[Entries from a point annotation set]

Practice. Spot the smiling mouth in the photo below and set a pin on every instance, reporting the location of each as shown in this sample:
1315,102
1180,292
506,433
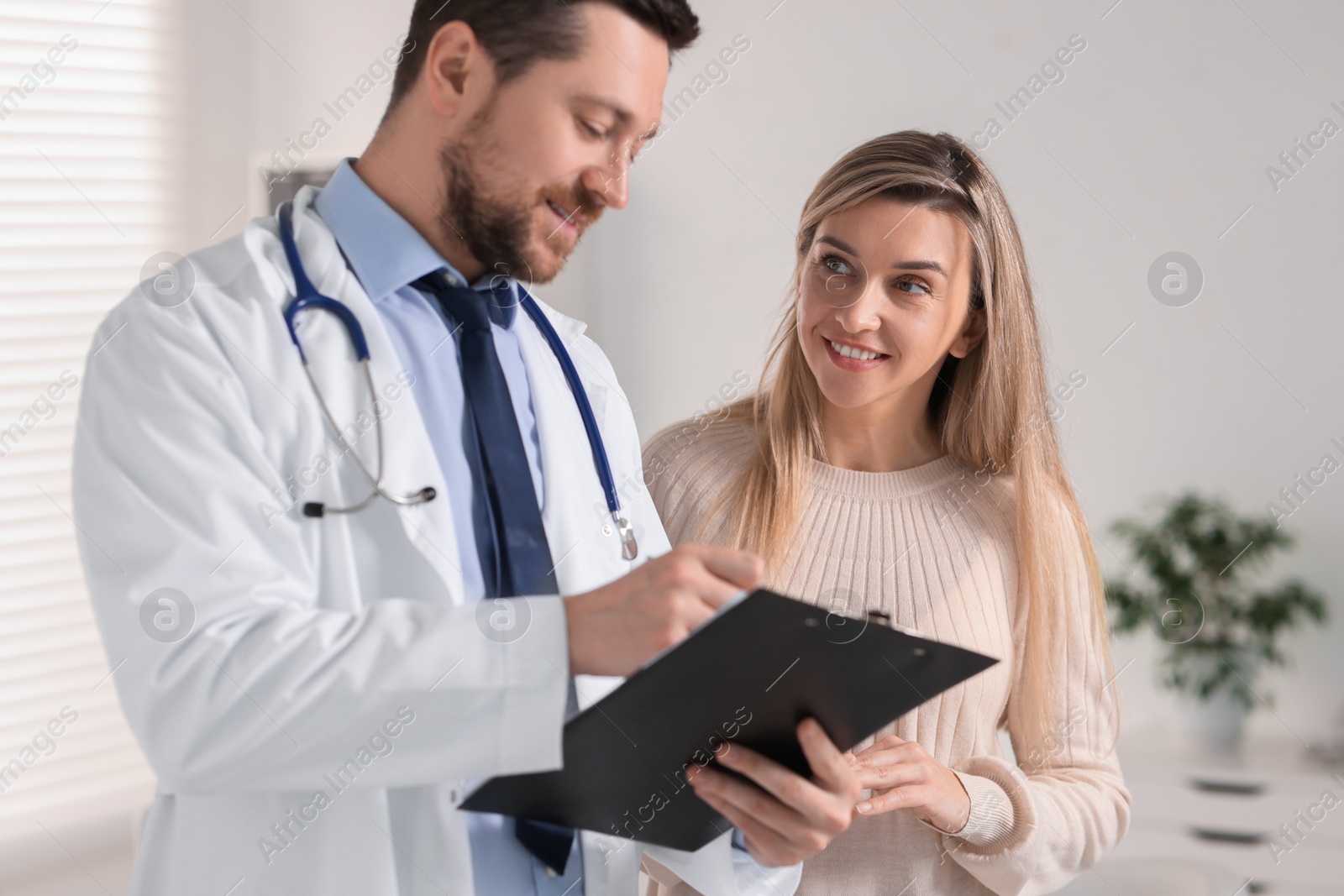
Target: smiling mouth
853,352
570,221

▶ _Required work_
Reproduce every line of the listing above, including the requests, and increase each coordinate in the answers by 9 while leaving the sample coordinates in the requests unchanged. Omit the pictures from your reply.

▶ _Solution for this problem_
Practice. Spot the smiling mouth in the photo below and set a pin on every instance, reporting the location of each as shown in this sample:
1315,102
1180,292
506,433
Target: smiling mouth
862,361
579,230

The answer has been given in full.